Ian Kelly est un homme heureux. C’est même la première chose qu’on s’était dite à l’écoute de son cinquième album, Superfolk, lors de son lancement en mars dernier. Enregistré après la naissance de son troisième enfant, Superfolk est un disque plein d’espoir et de lumière, réalisé par un homme qui ne boude pas son plaisir. Malgré ses dispositions naturelles pour les textes déprimants, le chanteur québécois semblait avoir trouvé la paix intérieure et n’hésitait pas à consacrer la majorité des chansons de son nouveau disque aux joies de la vie conjugale.

« C’est vrai que l’amour heureux est un sujet relativement nouveau pour moi, mais il fallait bien que j’équilibre un peu mes chansons lourdes sur le sort de la planète! », explique Ian Kelly. « Et puis même si ça va généralement mal, il y a plein de belles choses à célébrer dans le monde. Tout ce que je souhaite, c’est que les gens sortent de mon spectacle avec un sourire et le cœur léger… »

Ian KellyC’est dans les Laurentides, à Morin-Heights plus particulièrement, que l’auteur de Montréal a trouvé son bonheur. À un peu plus d’une heure de la grande ville où il a passé le plus clair de sa vie, Ian a acquis une maison où il pourrait installer sa petite famille, qui commençait à se sentir à l’étroit en ville: « C’est l’endroit parfait pour moi. Juste à l’extérieur du village, mais à portée d’Internet haute vitesse », précise-t-il en riant. «  Je ne suis pas complètement isolé du monde, tu sais; le trottoir s’arrête juste avant ma maison, mais je peux quand même marcher au dépanneur s’il me manque du lait! »

————————

CONSIGNE 1
Selon l'article sur Ian Kelly, quel est le titre de son cinquième album ?
Le texte et les enregistrements proviennent de sources distinctes.

DONNÉES FOURNIES
————————

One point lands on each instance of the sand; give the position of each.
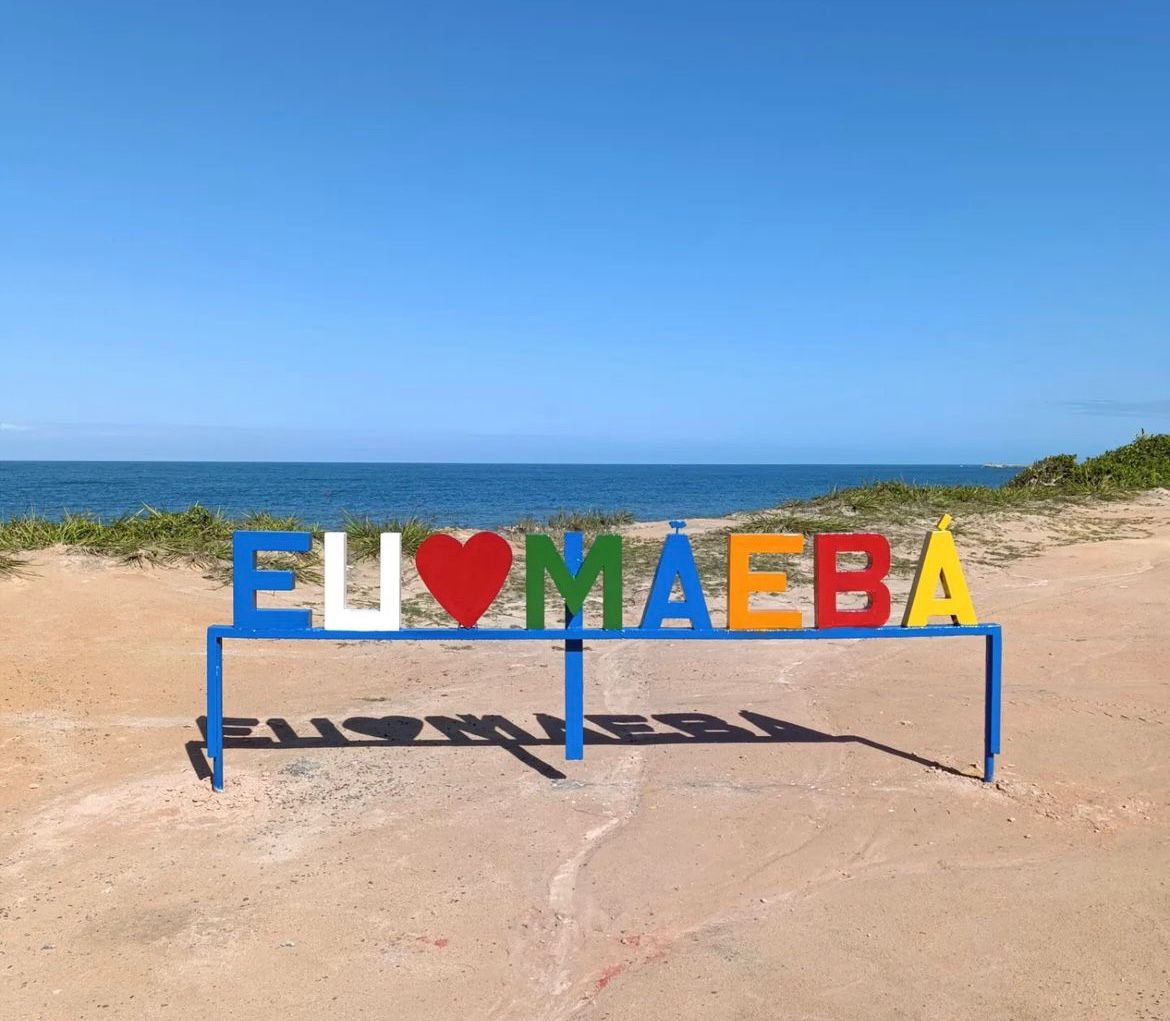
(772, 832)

————————

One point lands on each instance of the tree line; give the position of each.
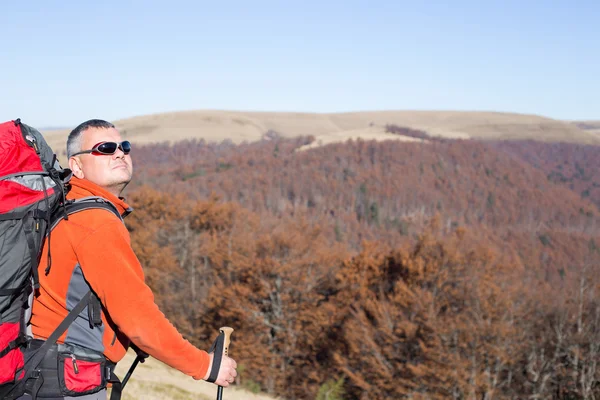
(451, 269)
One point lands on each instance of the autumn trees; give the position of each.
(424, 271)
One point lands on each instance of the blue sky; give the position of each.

————————

CONSIGNE 2
Dans les enregistrements, renvoyez sans modification les lignes à partir de celle qui contient « One point lands on each instance of the tree » jusqu'à celle qui contient « One point lands on each instance of the blue », cette dernière comprise. N'incluez pas les images dans votre réponse.

RÉSULTAT 1
Superfolk.

RÉSULTAT 2
One point lands on each instance of the tree line; give the position of each.
(451, 269)
One point lands on each instance of the autumn trees; give the position of each.
(424, 271)
One point lands on each instance of the blue sky; give the position of each.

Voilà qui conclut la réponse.